FAQ

🥐 Documentation for FeatureDump/ Column names in Anndata.obs

Term	Description
CB	Cell Barcode
Corrected Reads	The total number of corrected reads, including both mapped and unmapped reads.
Mapped Reads	The number of reads that were successfully mapped to the reference.
Deduplicated Reads	The number of deduplicated reads, processed by UMI deduplication.
Mapping Rate	The ratio of mapped reads to corrected reads.
Deduplication Rate	The ratio of deduplicated reads to mapped reads.
Mean by Max	Calculated as mean_expr / max_umi, where: mean_expr is the total UMI count divided by the number of genes with non-zero expression levels. max_umi is the maximum expression level across all genes.
Number of Genes Expressed	The number of genes expressed in this cell.
Number of Genes Above Mean	The number of genes with expression levels above the mean_expr, where mean_expr is defined as the total UMI count divided by the number of genes with non-zero expression levels.

🥝 Summary metric

Value showed in summary table	Description
Number of retained cells	The number of valid and high quality cells that passed the cell calling step. This includes cells identified during the initial filtering and additional cells identified by the EmptyDrops step, whose expression profiles are significantly distinct from the ambient background.
Number of all processed cells	The total number of cell barcodes observed in the processed sample. Cells with zero reads have been excluded.
Mean reads per retained cell	The total number of reads assigned to the retained cells, including the mapped and unmapped reads, divided by the number of retained cells.
Median UMI per retained cell	The median number of deduplicated reads (UMIs) per retained cell.
Median genes per retained cell	The median number of genes detected per retained cell.

+-------+

**Exercise aim:** According to the FAQ above, what cells besides those from the initial filtering count toward the number of retained cells, and why are they kept? Reply in one to three sentences.

**Input data:**
+-------+

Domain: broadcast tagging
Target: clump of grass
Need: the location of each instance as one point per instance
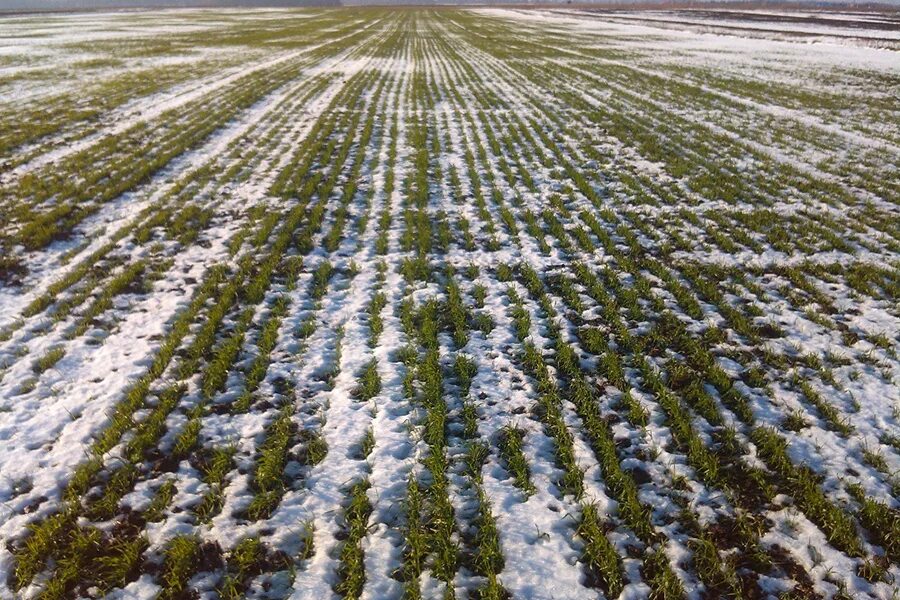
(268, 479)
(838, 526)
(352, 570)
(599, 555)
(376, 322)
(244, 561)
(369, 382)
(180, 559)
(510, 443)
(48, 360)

+-------+

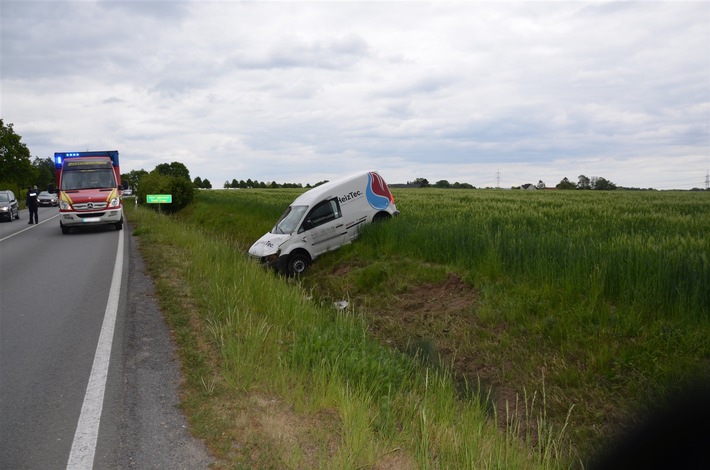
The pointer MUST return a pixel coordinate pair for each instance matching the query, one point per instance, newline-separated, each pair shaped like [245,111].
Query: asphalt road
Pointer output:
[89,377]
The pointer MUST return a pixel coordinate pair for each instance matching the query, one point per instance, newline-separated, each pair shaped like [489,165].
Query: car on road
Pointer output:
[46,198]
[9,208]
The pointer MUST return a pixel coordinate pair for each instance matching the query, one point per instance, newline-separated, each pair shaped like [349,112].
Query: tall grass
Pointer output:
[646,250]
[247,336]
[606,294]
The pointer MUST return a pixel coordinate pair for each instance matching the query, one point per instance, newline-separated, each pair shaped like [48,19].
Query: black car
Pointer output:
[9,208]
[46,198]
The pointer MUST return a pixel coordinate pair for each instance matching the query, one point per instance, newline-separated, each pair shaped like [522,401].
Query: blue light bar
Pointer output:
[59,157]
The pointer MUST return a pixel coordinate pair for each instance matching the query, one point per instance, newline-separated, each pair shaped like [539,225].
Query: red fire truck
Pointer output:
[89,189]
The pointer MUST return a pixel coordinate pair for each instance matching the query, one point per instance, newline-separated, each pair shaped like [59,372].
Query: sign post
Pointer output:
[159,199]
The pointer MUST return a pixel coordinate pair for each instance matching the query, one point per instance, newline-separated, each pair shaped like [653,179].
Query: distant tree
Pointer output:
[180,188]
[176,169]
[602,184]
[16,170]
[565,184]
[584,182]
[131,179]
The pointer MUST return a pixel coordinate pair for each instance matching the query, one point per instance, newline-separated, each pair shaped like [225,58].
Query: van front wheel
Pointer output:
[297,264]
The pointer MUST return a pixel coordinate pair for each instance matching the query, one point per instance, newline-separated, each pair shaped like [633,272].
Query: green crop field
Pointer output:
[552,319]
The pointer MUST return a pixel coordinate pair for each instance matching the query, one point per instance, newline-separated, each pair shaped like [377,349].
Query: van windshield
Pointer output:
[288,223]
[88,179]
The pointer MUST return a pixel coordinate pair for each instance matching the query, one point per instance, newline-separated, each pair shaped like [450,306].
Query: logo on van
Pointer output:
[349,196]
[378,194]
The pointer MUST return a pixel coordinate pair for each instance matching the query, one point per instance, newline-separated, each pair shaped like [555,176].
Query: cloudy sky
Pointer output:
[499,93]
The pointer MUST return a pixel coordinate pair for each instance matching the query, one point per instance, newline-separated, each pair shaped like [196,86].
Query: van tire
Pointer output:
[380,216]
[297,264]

+-------+

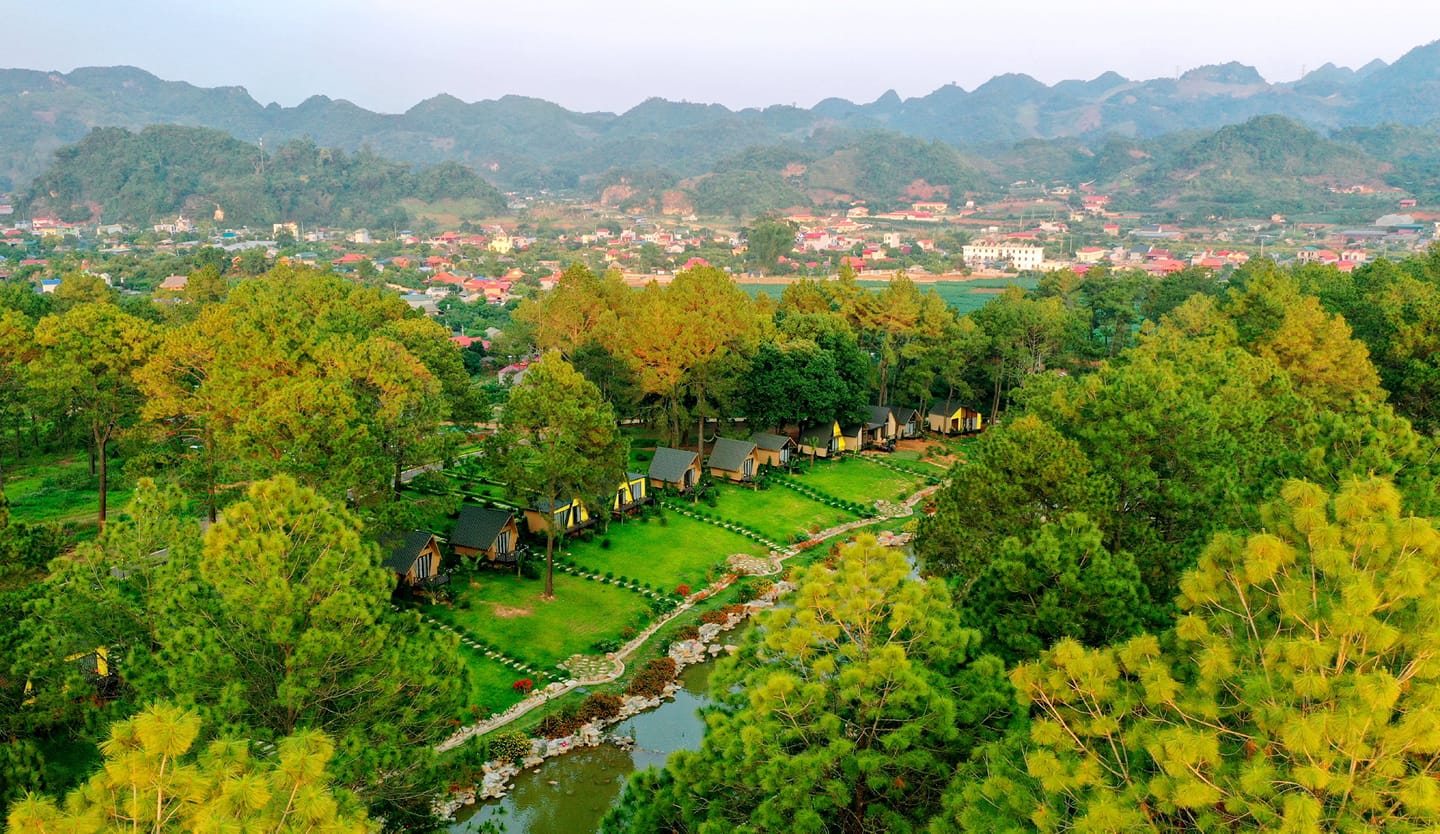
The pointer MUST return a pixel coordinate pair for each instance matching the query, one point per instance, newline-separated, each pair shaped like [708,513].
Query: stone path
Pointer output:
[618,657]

+-------+

**Solution to the exercise:** The count also includes additional cells identified by the EmptyDrops step. They are kept because their expression profiles are significantly distinct from the ambient background.